··· Source material ···

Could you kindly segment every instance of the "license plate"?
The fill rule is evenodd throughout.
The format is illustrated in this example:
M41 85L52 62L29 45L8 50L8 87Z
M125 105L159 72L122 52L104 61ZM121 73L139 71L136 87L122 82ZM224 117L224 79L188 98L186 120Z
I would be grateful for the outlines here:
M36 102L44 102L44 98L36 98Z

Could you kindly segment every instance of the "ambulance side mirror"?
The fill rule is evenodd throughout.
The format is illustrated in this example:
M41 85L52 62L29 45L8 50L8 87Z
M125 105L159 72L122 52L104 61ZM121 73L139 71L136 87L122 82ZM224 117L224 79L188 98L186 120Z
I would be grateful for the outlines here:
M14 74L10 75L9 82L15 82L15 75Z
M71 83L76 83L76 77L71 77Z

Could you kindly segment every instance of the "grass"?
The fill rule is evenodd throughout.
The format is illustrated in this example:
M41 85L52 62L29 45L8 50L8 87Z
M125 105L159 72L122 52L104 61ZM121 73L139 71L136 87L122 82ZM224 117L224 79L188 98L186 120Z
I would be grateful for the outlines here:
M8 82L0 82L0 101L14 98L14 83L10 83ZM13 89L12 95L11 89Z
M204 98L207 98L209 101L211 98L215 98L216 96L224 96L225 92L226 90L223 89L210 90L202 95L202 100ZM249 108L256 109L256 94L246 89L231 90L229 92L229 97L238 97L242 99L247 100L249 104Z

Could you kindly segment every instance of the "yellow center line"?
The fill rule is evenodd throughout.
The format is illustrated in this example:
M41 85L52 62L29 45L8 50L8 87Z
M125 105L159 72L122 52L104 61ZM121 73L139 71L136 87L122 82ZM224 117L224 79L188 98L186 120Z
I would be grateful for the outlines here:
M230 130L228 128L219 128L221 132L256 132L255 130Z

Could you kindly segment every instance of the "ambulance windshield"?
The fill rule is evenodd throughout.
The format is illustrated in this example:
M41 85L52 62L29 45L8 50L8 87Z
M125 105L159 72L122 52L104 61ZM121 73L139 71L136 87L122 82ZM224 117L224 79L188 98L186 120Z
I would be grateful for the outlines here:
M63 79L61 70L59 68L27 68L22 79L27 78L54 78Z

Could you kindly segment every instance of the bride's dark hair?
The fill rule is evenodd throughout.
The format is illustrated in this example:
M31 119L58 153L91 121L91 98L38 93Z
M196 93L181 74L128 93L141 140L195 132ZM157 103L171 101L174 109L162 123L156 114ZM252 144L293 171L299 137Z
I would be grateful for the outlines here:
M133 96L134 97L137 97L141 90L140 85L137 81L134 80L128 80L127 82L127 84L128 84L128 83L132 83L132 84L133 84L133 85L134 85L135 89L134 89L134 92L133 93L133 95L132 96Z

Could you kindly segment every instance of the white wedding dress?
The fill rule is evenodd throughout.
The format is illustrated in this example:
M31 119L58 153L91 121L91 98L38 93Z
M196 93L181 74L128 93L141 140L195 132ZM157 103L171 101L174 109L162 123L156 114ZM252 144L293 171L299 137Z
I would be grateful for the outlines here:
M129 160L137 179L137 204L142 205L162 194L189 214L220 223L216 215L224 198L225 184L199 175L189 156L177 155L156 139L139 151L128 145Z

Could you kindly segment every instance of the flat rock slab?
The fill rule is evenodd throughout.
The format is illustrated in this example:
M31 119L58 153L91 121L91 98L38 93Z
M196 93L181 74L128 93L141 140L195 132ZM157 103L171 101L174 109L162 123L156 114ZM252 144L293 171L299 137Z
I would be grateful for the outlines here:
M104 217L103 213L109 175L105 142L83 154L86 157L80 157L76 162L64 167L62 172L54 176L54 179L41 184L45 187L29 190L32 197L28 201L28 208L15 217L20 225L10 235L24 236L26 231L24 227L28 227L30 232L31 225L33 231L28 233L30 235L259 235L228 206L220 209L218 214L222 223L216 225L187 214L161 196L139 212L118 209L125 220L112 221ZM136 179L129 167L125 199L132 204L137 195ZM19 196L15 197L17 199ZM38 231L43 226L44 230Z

···

## Exercise prompt:
Arrange every line of the items above as a Markdown table with the columns Row and Line, numbering the rows in order and omitting blank lines.

## Solution to the exercise:
| Row | Line |
|---|---|
| 1 | Could you kindly segment every instance of the "license plate"? |
| 2 | The fill rule is evenodd throughout. |
| 3 | The format is illustrated in this example: |
| 4 | M41 85L52 62L29 45L8 50L8 87Z |
| 5 | M125 105L159 72L122 52L104 61ZM121 73L139 71L136 87L122 82ZM224 117L224 79L188 98L186 120Z |
| 6 | I would be grateful for the outlines here: |
| 7 | M36 102L44 102L44 98L36 98Z |
| 8 | Could you kindly segment every instance of the "ambulance side mirror"? |
| 9 | The fill rule is evenodd throughout. |
| 10 | The format is illustrated in this example: |
| 11 | M41 85L52 62L29 45L8 50L8 87Z |
| 12 | M125 105L159 72L122 52L104 61ZM121 73L139 71L136 87L122 82ZM224 117L224 79L188 98L186 120Z |
| 13 | I would be grateful for the outlines here: |
| 14 | M14 74L10 75L9 82L15 82L15 75Z |
| 15 | M71 83L76 83L76 77L71 77Z |
| 16 | Could you kindly segment every instance of the "grass"? |
| 17 | The fill rule is evenodd throughout. |
| 18 | The format is illustrated in this example: |
| 19 | M41 85L52 62L29 45L8 50L8 87Z |
| 20 | M125 105L159 72L122 52L104 61ZM121 73L139 71L136 87L122 82ZM224 117L224 79L188 98L186 120Z |
| 21 | I would be grateful for the outlines here: |
| 22 | M8 82L0 82L0 101L14 98L14 83L10 83ZM13 89L12 95L11 89Z |
| 23 | M204 98L207 98L209 101L211 98L215 98L216 96L224 96L225 92L226 90L223 89L210 90L202 95L202 100ZM249 108L256 109L256 94L246 89L231 90L229 92L229 97L238 97L242 99L247 100L249 104Z |
| 24 | Could you kindly segment every instance of the "yellow center line"? |
| 25 | The fill rule is evenodd throughout. |
| 26 | The format is illustrated in this example: |
| 27 | M41 85L52 62L29 45L8 50L8 87Z |
| 28 | M125 105L159 72L122 52L104 61ZM121 73L139 71L136 87L122 82ZM224 117L224 79L188 98L186 120Z |
| 29 | I would be grateful for the outlines here: |
| 30 | M230 130L228 128L219 128L221 132L256 132L255 130Z |
| 31 | Could you kindly segment every instance of the "ambulance windshield"? |
| 32 | The fill rule is evenodd throughout. |
| 33 | The format is illustrated in this example: |
| 34 | M41 85L52 62L29 45L8 50L8 87Z |
| 35 | M125 105L159 72L122 52L104 61ZM121 73L139 71L136 87L122 82ZM224 117L224 79L188 98L186 120Z |
| 36 | I would be grateful for the outlines here: |
| 37 | M63 79L61 70L59 68L27 68L22 79L27 78L54 78Z |
| 38 | Could you kindly segment every instance of the bride's dark hair? |
| 39 | The fill rule is evenodd throughout. |
| 40 | The format is illustrated in this example: |
| 41 | M31 119L58 153L91 121L91 98L38 93Z |
| 42 | M196 93L181 74L128 93L141 140L195 132ZM157 103L171 101L174 109L162 123L156 114ZM252 144L293 171L299 137Z |
| 43 | I would be grateful for the outlines here: |
| 44 | M133 96L134 97L137 97L141 90L140 85L137 81L134 80L128 80L127 82L127 84L128 84L128 83L132 83L132 84L133 84L133 85L134 85L135 89L134 89L134 92L133 93L133 95L132 96Z |
| 45 | Could you kindly segment every instance of the white wedding dress? |
| 46 | The fill rule is evenodd throughout. |
| 47 | The format is illustrated in this example: |
| 48 | M31 119L58 153L91 121L91 98L38 93Z |
| 49 | M196 93L181 74L128 93L141 140L195 132ZM157 103L171 101L174 109L162 123L156 114ZM252 144L293 171L299 137Z |
| 50 | I would be grateful for the outlines here: |
| 51 | M129 160L137 179L137 204L142 205L162 194L189 214L220 223L216 215L224 198L225 184L199 175L189 156L177 155L156 139L139 151L128 145Z |
| 52 | Could you kindly segment every instance of the flat rock slab? |
| 53 | The fill rule is evenodd throughout. |
| 54 | The format is illustrated in this example: |
| 55 | M31 119L58 153L91 121L91 98L38 93Z |
| 56 | M196 93L181 74L128 93L141 140L195 132ZM157 103L171 101L174 109L162 123L156 114ZM252 144L293 171L299 137Z |
| 57 | I would be grateful for the outlines here: |
| 58 | M104 217L103 213L109 175L105 142L83 154L86 157L80 157L76 162L64 167L62 172L54 176L54 179L41 184L45 187L29 190L32 197L28 201L28 208L15 217L20 225L10 235L24 236L26 231L24 227L28 227L30 232L31 225L33 231L28 233L30 235L259 235L228 206L220 209L218 214L222 223L216 225L187 214L161 196L139 212L118 209L125 220L112 221ZM136 179L129 167L125 199L132 204L137 195ZM19 196L15 197L17 199ZM38 231L43 226L44 230Z |